BRIEF: Update the entries below by replacing "SHOULD" with "must" everywhere it appears, keeping every other word, point, and line unchanged. Leave the pictures out of your answer.

--- Start ENTRIES SUPPLIED ---

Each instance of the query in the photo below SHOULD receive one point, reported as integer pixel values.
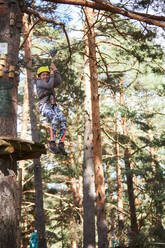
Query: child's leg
(47, 111)
(62, 120)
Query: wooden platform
(20, 149)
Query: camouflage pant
(55, 116)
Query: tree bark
(9, 35)
(97, 147)
(88, 164)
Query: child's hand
(53, 67)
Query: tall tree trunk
(131, 196)
(10, 14)
(119, 179)
(40, 220)
(88, 163)
(97, 147)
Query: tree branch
(102, 5)
(43, 18)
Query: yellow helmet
(43, 69)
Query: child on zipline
(45, 84)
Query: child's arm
(46, 85)
(57, 76)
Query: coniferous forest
(109, 189)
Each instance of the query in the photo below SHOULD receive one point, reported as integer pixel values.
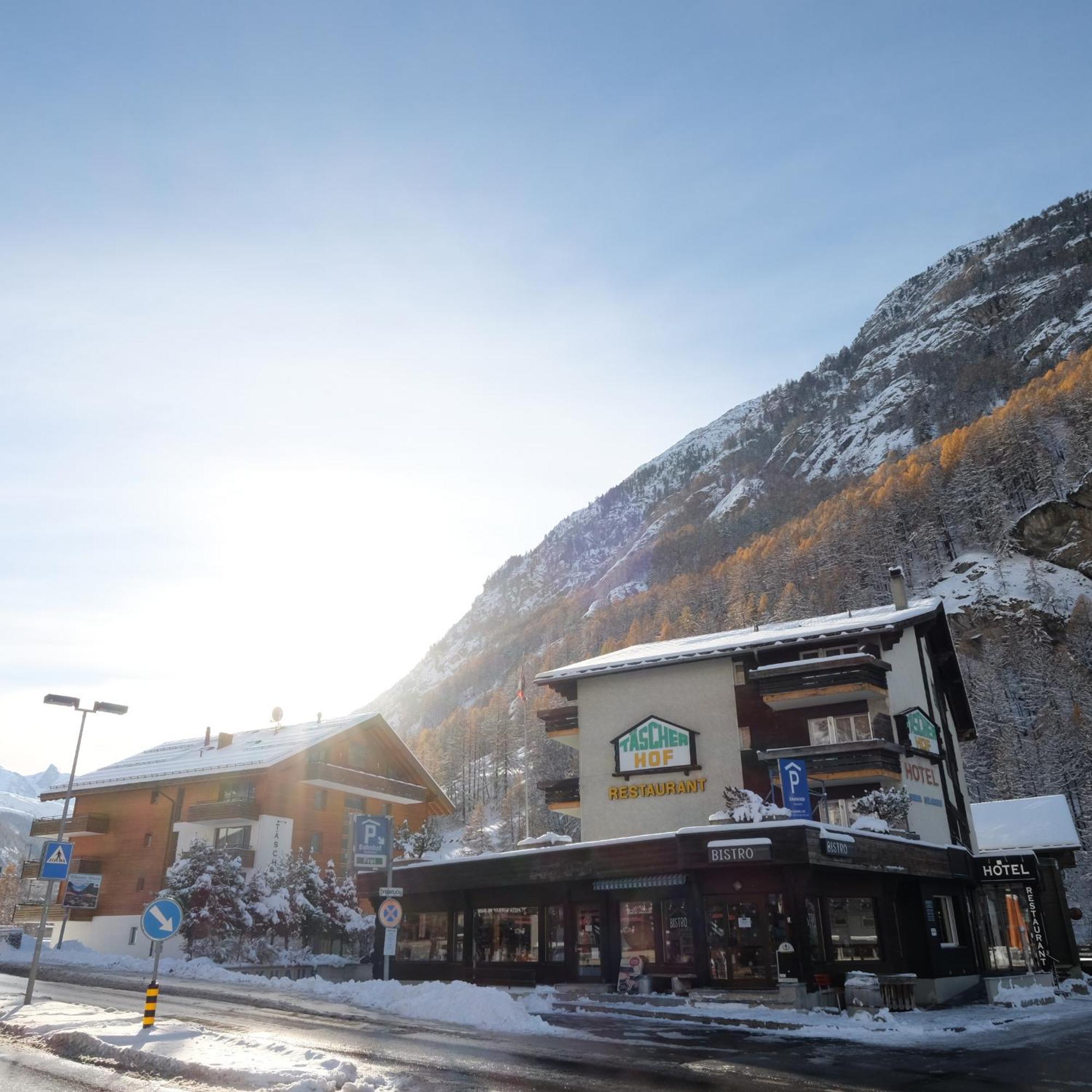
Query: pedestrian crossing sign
(56, 859)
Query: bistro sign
(1013, 869)
(655, 746)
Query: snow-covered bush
(742, 805)
(892, 805)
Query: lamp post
(100, 707)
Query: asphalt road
(622, 1053)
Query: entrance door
(739, 942)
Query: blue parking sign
(794, 787)
(56, 859)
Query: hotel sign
(655, 746)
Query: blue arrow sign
(56, 859)
(161, 920)
(794, 787)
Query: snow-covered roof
(711, 646)
(258, 750)
(1032, 823)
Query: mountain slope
(939, 352)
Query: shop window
(236, 791)
(459, 943)
(815, 931)
(233, 838)
(947, 925)
(638, 931)
(679, 932)
(555, 934)
(839, 730)
(423, 936)
(588, 942)
(854, 935)
(506, 935)
(1005, 918)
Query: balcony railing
(562, 725)
(77, 826)
(223, 813)
(563, 794)
(824, 682)
(359, 784)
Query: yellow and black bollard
(151, 999)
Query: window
(233, 838)
(588, 942)
(638, 931)
(506, 935)
(853, 932)
(678, 931)
(839, 730)
(236, 791)
(423, 937)
(555, 934)
(947, 927)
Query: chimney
(898, 588)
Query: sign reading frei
(655, 746)
(922, 732)
(794, 787)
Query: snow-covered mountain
(940, 351)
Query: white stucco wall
(699, 697)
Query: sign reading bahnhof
(655, 746)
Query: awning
(627, 883)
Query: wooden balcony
(77, 826)
(828, 681)
(562, 725)
(223, 813)
(563, 796)
(359, 784)
(862, 762)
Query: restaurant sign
(655, 746)
(1008, 869)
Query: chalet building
(263, 793)
(809, 715)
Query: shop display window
(638, 931)
(423, 936)
(555, 934)
(679, 932)
(588, 942)
(854, 934)
(506, 935)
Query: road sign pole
(50, 891)
(390, 883)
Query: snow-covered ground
(176, 1049)
(485, 1008)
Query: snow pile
(745, 806)
(458, 1003)
(175, 1049)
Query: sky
(313, 315)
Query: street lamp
(100, 707)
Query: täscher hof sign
(655, 746)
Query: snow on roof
(1034, 823)
(193, 758)
(711, 646)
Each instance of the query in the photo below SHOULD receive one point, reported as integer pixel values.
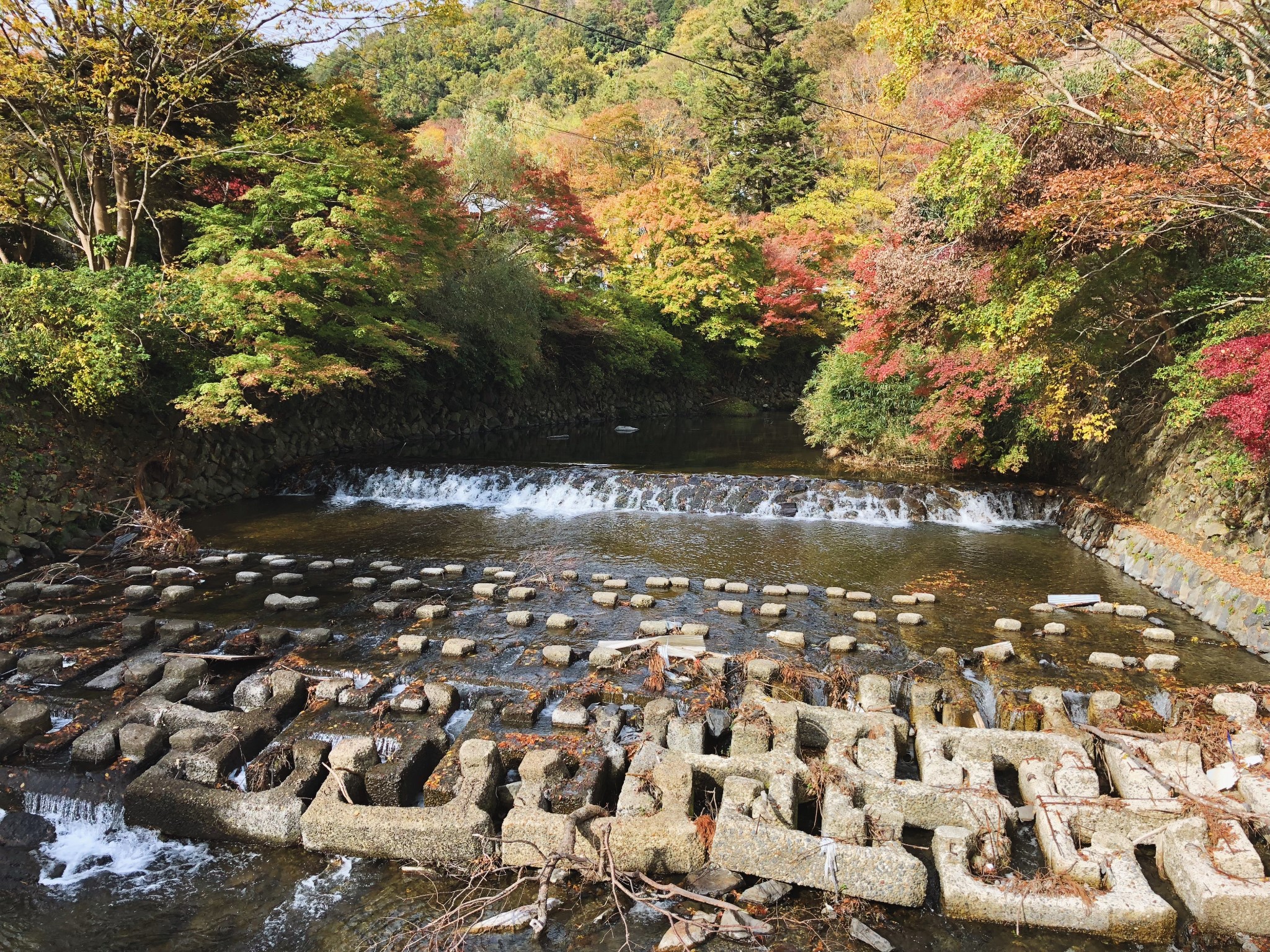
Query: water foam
(577, 490)
(93, 840)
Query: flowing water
(738, 499)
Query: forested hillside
(1009, 229)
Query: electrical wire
(724, 73)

--- End ENTRIES SUPPLIED ---

WRITTEN REPLY:
Each instance of the query in the photo below must receive one point, reported as integer pixel values.
Query: child's leg
(47, 111)
(62, 120)
Query: wooden platform
(20, 149)
Query: camouflage pant
(55, 116)
Query: tree bark
(9, 35)
(97, 147)
(88, 164)
Query: child's hand
(53, 67)
Query: tall tree trunk
(131, 196)
(10, 14)
(119, 179)
(40, 220)
(88, 163)
(97, 147)
Query: tree branch
(102, 5)
(43, 18)
Query: yellow helmet
(43, 69)
Query: child on zipline
(45, 84)
Query: child's arm
(46, 85)
(57, 76)
Query: coniferous forest
(109, 189)
Each instance of the query in the photo below must receive one point, reported as integer pixel values.
Query: pedestrian crossing sign
(56, 859)
Query: bistro sign
(1013, 869)
(655, 746)
Query: snow-covered bush
(742, 805)
(892, 805)
Query: lamp post
(100, 707)
Query: asphalt road
(622, 1053)
Query: entrance door
(739, 942)
Query: blue parking sign
(794, 787)
(56, 859)
Query: hotel sign
(655, 746)
Query: blue arrow sign
(56, 859)
(161, 920)
(794, 787)
Query: snow-covered roof
(711, 646)
(258, 750)
(1032, 823)
Query: mountain slope
(939, 352)
Query: shop window
(236, 791)
(459, 943)
(815, 931)
(233, 838)
(947, 925)
(638, 931)
(679, 932)
(555, 934)
(839, 730)
(423, 936)
(588, 942)
(854, 935)
(506, 935)
(1005, 918)
Query: balcony railing
(562, 725)
(77, 826)
(223, 813)
(563, 794)
(824, 682)
(359, 784)
Query: yellow and black bollard
(151, 999)
Query: window
(233, 838)
(588, 942)
(638, 931)
(506, 935)
(853, 932)
(678, 931)
(839, 730)
(236, 791)
(423, 937)
(555, 934)
(947, 927)
Query: chimney
(898, 588)
Query: sign reading frei
(655, 746)
(922, 732)
(794, 787)
Query: snow-covered mountain
(940, 351)
Query: white stucco wall
(699, 697)
Query: sign reading bahnhof
(655, 746)
Query: awning
(627, 883)
Query: wooden balcony
(77, 826)
(828, 681)
(562, 725)
(223, 813)
(563, 796)
(359, 784)
(862, 762)
Query: restaurant sign
(655, 746)
(1008, 869)
Query: chalet building
(263, 793)
(809, 715)
Query: shop display window
(638, 931)
(423, 936)
(555, 934)
(679, 932)
(588, 942)
(854, 934)
(506, 935)
Query: road sign pole
(50, 891)
(390, 883)
Query: snow-covered ground
(176, 1049)
(485, 1008)
Query: snow pile
(745, 806)
(458, 1003)
(175, 1049)
Query: sky
(313, 315)
Query: street lamp
(100, 707)
Query: täscher hof sign
(655, 746)
Query: snow on roof
(1034, 823)
(193, 758)
(711, 646)
Each instance of the query in the photo below must receive one point, reported as integer pixel values.
Query: water foam
(577, 490)
(93, 840)
Query: flowing water
(738, 499)
Query: forested hillside
(1009, 229)
Query: electrical wire
(724, 73)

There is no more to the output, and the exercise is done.